-- What needs to be done --
Reproduce the part of the material that opens with the line containing "of the archway" and closes with the line containing "column 113, row 365", changing "armchair cushion" to "seat cushion" and leaving everything else unchanged.

-- Material for this task --

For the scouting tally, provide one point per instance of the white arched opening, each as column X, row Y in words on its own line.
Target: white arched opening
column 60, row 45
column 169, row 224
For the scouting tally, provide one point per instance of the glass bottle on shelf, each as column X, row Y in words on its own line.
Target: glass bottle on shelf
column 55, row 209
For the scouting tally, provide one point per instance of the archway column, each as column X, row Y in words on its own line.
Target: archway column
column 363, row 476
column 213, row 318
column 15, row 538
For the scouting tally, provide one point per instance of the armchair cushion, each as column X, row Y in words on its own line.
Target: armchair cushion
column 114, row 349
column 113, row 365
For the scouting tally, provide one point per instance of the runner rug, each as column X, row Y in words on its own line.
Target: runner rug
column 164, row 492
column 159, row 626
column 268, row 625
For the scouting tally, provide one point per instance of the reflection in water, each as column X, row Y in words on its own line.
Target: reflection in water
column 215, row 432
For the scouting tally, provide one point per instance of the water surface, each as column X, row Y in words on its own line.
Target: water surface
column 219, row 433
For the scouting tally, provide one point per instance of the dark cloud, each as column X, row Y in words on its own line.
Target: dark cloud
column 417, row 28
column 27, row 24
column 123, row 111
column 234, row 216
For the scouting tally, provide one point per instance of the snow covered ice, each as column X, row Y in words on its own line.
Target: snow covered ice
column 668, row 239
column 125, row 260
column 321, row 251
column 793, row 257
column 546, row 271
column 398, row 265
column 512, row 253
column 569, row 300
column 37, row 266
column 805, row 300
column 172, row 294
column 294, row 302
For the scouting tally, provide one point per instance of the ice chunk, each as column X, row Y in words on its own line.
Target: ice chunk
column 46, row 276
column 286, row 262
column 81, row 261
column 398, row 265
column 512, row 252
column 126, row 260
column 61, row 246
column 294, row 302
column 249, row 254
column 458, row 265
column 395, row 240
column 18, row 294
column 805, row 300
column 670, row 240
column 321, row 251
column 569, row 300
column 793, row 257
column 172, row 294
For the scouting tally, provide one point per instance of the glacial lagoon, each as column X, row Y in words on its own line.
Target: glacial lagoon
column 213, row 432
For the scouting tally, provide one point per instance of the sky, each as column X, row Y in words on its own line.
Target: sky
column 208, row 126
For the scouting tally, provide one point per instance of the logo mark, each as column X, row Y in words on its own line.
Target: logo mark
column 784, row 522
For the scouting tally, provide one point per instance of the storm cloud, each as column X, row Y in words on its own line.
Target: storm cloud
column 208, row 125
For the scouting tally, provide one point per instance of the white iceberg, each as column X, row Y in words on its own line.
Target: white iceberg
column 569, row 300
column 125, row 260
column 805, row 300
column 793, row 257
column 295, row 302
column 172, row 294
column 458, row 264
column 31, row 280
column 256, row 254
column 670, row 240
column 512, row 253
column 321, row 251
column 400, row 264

-- Right answer --
For the scouting tally, provide one point per instance of the archway column, each as column X, row Y in words on its own line.
Target: archway column
column 363, row 476
column 213, row 318
column 15, row 538
For the scouting tally, provide one point per instance of the seat cushion, each as column X, row Y in words on its own line.
Target: seat cushion
column 114, row 349
column 113, row 365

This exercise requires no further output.